Labeled-object pointing entries:
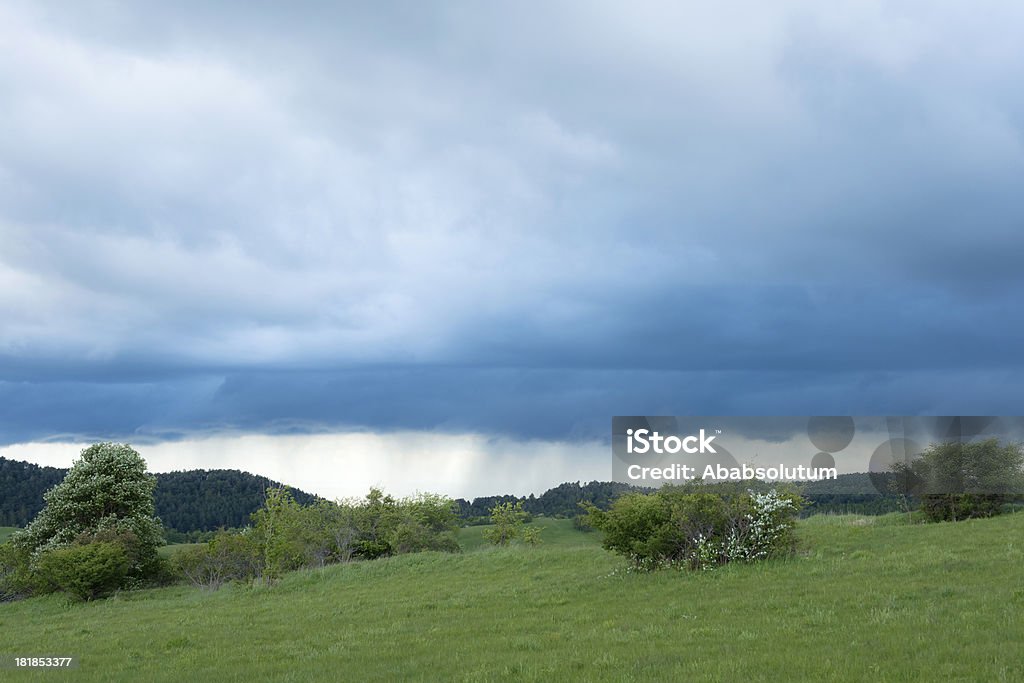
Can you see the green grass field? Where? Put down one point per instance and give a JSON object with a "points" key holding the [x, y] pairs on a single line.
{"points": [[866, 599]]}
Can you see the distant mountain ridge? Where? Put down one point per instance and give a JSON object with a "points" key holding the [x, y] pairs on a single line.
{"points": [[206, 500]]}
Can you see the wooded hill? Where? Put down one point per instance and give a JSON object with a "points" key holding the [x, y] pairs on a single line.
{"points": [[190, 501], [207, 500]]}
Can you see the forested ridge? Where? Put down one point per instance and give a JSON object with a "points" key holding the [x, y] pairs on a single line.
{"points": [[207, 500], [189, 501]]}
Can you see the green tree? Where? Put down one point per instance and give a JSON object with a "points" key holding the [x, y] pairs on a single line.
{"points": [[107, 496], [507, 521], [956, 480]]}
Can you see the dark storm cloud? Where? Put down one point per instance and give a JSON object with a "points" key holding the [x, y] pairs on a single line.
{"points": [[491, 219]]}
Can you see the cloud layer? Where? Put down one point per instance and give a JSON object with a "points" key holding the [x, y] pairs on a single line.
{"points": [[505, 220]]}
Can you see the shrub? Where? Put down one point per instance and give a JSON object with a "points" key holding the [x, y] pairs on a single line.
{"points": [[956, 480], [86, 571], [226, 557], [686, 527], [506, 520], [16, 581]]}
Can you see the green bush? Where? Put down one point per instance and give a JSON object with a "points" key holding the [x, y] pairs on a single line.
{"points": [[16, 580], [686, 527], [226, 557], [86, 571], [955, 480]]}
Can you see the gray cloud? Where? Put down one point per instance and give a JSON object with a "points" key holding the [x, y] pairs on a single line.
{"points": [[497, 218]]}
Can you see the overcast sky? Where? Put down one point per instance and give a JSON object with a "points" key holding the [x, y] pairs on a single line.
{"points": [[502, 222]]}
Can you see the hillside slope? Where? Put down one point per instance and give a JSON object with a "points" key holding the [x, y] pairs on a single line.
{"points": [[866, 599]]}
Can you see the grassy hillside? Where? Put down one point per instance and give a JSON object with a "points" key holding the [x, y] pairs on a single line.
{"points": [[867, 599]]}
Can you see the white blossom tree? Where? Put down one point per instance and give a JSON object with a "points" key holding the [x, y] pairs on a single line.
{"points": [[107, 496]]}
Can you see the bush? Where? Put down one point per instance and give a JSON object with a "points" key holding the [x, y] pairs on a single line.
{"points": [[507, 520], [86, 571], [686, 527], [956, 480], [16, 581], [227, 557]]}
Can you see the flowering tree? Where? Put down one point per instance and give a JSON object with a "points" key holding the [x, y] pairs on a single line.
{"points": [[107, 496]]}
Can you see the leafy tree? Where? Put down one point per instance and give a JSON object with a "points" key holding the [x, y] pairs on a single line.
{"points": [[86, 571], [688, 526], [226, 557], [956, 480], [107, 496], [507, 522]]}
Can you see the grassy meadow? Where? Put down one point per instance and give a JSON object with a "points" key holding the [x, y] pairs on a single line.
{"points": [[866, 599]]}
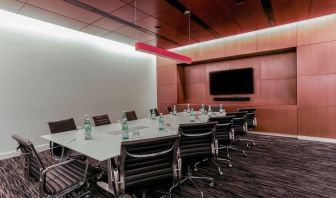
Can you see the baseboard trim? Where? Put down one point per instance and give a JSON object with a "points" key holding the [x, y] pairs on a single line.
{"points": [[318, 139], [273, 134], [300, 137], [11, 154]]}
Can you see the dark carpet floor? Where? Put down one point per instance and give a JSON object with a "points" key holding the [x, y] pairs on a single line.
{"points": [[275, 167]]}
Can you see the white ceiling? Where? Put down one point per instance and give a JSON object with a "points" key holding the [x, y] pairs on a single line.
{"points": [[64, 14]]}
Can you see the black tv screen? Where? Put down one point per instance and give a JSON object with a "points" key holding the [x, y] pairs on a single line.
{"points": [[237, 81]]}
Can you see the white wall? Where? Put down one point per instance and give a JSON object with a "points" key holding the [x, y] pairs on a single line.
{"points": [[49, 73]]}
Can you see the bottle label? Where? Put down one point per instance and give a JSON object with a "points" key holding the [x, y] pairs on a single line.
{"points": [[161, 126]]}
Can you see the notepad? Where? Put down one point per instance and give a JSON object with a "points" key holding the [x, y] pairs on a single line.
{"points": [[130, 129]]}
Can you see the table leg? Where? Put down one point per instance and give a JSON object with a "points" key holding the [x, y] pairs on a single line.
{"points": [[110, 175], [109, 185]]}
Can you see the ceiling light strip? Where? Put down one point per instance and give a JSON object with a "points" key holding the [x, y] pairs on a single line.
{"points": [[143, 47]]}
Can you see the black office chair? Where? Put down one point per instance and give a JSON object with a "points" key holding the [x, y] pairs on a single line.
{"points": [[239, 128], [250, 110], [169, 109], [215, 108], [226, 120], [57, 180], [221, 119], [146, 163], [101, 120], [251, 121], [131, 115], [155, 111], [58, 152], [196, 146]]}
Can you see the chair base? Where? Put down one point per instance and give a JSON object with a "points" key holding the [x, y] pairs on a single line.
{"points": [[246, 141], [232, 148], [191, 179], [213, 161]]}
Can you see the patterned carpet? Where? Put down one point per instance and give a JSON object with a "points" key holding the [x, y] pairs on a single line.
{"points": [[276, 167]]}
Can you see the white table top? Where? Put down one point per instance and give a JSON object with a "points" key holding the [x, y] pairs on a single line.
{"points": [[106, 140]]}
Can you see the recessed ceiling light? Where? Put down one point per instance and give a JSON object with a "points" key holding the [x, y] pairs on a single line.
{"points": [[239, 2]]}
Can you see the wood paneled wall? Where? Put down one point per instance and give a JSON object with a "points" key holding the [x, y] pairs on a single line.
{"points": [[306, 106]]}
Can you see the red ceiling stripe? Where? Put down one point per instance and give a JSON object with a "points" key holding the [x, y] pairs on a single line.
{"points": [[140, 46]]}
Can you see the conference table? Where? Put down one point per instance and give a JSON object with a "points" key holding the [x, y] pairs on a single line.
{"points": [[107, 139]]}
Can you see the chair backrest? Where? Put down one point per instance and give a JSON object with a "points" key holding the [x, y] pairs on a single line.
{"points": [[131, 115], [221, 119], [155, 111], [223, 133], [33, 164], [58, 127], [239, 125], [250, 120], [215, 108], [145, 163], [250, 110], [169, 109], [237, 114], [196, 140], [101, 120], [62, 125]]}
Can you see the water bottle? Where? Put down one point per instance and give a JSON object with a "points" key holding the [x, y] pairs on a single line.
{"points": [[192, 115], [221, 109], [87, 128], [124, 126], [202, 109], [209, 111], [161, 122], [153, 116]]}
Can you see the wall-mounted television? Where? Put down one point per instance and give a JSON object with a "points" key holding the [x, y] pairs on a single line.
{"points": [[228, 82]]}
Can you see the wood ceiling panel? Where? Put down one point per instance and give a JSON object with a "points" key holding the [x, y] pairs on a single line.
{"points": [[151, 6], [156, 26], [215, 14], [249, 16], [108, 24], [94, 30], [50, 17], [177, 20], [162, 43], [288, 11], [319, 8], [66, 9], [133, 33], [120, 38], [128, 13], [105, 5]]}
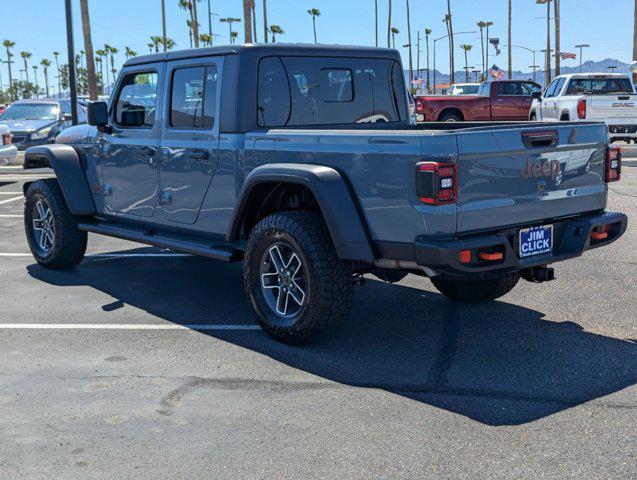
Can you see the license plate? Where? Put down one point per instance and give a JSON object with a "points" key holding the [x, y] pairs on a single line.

YOUR OBJECTIVE –
Retype everything in the material word for word, minus pictures.

WORKED SOLUTION –
Can you see the green grass field? Where? Put down one point per instance and give a JSON object with a "points" key holding the [x, y] pairs on a single line.
{"points": [[866, 599]]}
Can you see the distant mountain ridge? Where? Put down one point per instance and give a JSON object with a "points" key holding the [x, y] pairs on a single line.
{"points": [[206, 500]]}
Can you see the wooded hill? Where? Put down one point per instance and give a JSON object with a "points" key holding the [x, y] pairs on a single line.
{"points": [[190, 501], [207, 500]]}
Can you see the forested ridge? Where? Put down one point per instance and give a JSON object with a "points" key holding the [x, y] pairs on a single line.
{"points": [[207, 500], [189, 501]]}
Can you see the green tree? Where? Put down one point per instance and give a JSON object with a "points" key holding the [x, y] pairs on a single line.
{"points": [[107, 496], [507, 521], [956, 480]]}
Can you see the dark storm cloud? Where? Put down one point per instance and give a JSON object with a "points" key holding the [x, y] pairs on a single line.
{"points": [[491, 219]]}
Can you see the cloud layer? Where? Put down one point per instance and give a JSON object with a "points" key holding the [x, y] pairs on a single line.
{"points": [[505, 220]]}
Can you see the shrub? Where? Put down one point per instance and give a JSON object with a "points" key holding the [x, y] pairs on a single line.
{"points": [[956, 480], [86, 571], [226, 557], [686, 527], [506, 520], [16, 581]]}
Can you see the green bush? Where? Put down one point per instance and give a JSON object with a "points" key holding the [x, y] pairs on a single line.
{"points": [[16, 580], [686, 527], [226, 557], [86, 571], [955, 480]]}
Can you see the gray cloud? Where? Put down one point per instance and give a JSON object with a "points" key holding the [x, y] pairs on a single line.
{"points": [[497, 218]]}
Can you see the overcast sky? Where? Put down one point per instance and give a JSON object with a "points" key holding the [x, y] pairs on a single line.
{"points": [[502, 222]]}
Can you see the hillside slope? Where? Put down one point per instance and give a JSON object with a "points" key holding the [x, y] pairs on a single line.
{"points": [[866, 599]]}
Can you see the grassy hillside? Where? Put down one point per instance and give a JSON object with a "points" key holding the [x, y] pairs on a single line.
{"points": [[867, 599]]}
Can you see the white blossom tree? Where? Put down one point per instance and give a JSON object with a "points" key holding the [x, y] pairs on a single line.
{"points": [[107, 496]]}
Can you see the bush? Where? Put down one point per instance and give a JSON object with a "points" key holding the [x, y] pairs on a single line.
{"points": [[507, 520], [86, 571], [686, 527], [956, 480], [16, 581], [227, 557]]}
Can you see the flowering tree? Where? Put down one point per instance and give a JSON object with a "points" key holding the [x, y] pairs on a single line.
{"points": [[107, 496]]}
Can you see the leafy tree? Where? Put down one point per instance and give a JSON object with a "points" key holding the [x, y] pairs on a single line.
{"points": [[86, 571], [688, 526], [226, 557], [956, 480], [107, 496], [507, 522]]}
Can you see the grassy meadow? Where? Put down one point per instance and give a JSON object with a "points" key holding the [x, y] pairs on a single line.
{"points": [[866, 599]]}
Can you see the baseboard trim? Where? Put down one point per instance and give a JSON object with a "points" key holding the [x, y] pairs on a single line.
{"points": [[318, 139], [273, 134], [300, 137], [11, 154]]}
Can you see the dark carpet floor? Where? Put down one point per instance and give a JSON object with a "points" key holding the [x, y] pairs on a single line.
{"points": [[275, 167]]}
Can you see the white ceiling? Where? Put down one point per instance and give a JSON object with a "points" key holding the [x, y] pairs on a single line.
{"points": [[64, 14]]}
Can you see the black tv screen? Where? Put down one point per instance and give a JSON object with a "points" key holding the [x, y] pairs on a single line.
{"points": [[237, 81]]}
Can you see the white wall? Where? Put down one point per instance and give a JSON object with a "points" key holding the [x, y] pairs on a single line.
{"points": [[49, 73]]}
Can you see the bottle label? Where? Put down one point per instance and give a JSON object with a "points" key holding the [x, y] pairs on a single line.
{"points": [[161, 126]]}
Can you see the notepad? Where? Put down one point per instance and give a JSON object with a "points" key holding the [x, y] pairs on a single line.
{"points": [[130, 129]]}
Can you see the table leg? Where? Put down one point per instance and give a JSON object with a "points" key holding the [x, y] pairs on a single line.
{"points": [[110, 175], [109, 185]]}
Can you see the ceiling light strip? Where? Put down one point per instance and give a JSON object with a "points" key holding the [x, y] pairs on a single line.
{"points": [[143, 47]]}
Can you see the black office chair? Where? Put down one point per instance and give a JSON object with a "points" key holding the [x, y] pairs on a single line.
{"points": [[239, 128], [250, 110], [169, 109], [215, 108], [226, 120], [57, 180], [221, 119], [146, 163], [101, 120], [251, 121], [131, 115], [155, 111], [58, 152], [196, 146]]}
Can you see the chair base? Where? Put down one point per instance and give a JSON object with a "points" key holding the [x, y] pairs on a single line.
{"points": [[246, 141], [232, 148], [191, 179], [213, 161]]}
Can you see the patterned carpet? Where? Put down one point per instance and give a JSON object with a "points" key holding the [x, y] pairs on a single line.
{"points": [[276, 167]]}
Can you see the white table top? Where? Put down one point per instance and give a JSON object with a "points" key holding the [x, y] pairs on a single line.
{"points": [[106, 140]]}
Can you see the recessed ceiling light? Where? Put down one point per instance and give a JSON object with a "points" key holding the [x, y] pairs on a single line.
{"points": [[239, 2]]}
Can you see the wood paneled wall? Where? Put down one point per instance and give a JSON object with a "points" key holding the [x, y] pairs on a single line.
{"points": [[306, 106]]}
Can you see the red ceiling stripe? Where? Put down one point per instance and give a JSON object with a "points" key holding the [x, y] pairs on a single line.
{"points": [[140, 46]]}
Can you see the conference table? Where? Put down one point per instance and give a JSON object with a "points" key holding the [x, y] pairs on a single line.
{"points": [[107, 139]]}
Can you see the chair backrest? Where? Put down one point per instance and give a JSON object with a "points" key holding the [x, y] pairs on a single line.
{"points": [[131, 115], [221, 119], [155, 111], [223, 133], [33, 164], [58, 127], [239, 125], [250, 120], [215, 108], [145, 163], [250, 110], [169, 109], [237, 114], [196, 140], [101, 120], [62, 125]]}
Can you see the water bottle? Where? Put down one point per instance and give a JSON object with a "points" key holding the [x, y] pairs on a single line.
{"points": [[192, 115], [221, 109], [87, 128], [124, 126], [202, 109], [209, 111], [161, 122], [153, 116]]}
Can you see the wall-mounted television? Where? Put down one point per instance and give a JSON object with a "points" key holding the [x, y] pairs on a single line.
{"points": [[228, 82]]}
Can you see the wood ceiling panel? Where? Put down one point per instance and give a JSON object with a "points" key holding the [x, y] pairs on a single line.
{"points": [[151, 6], [156, 26], [215, 14], [249, 16], [108, 24], [94, 30], [50, 17], [177, 20], [162, 43], [288, 11], [319, 8], [66, 9], [133, 33], [120, 38], [128, 13], [105, 5]]}
Can you see the license plate? Where? Put down one point per instance and give a JSON object with a "points" key holding the [x, y] pairs on a single line.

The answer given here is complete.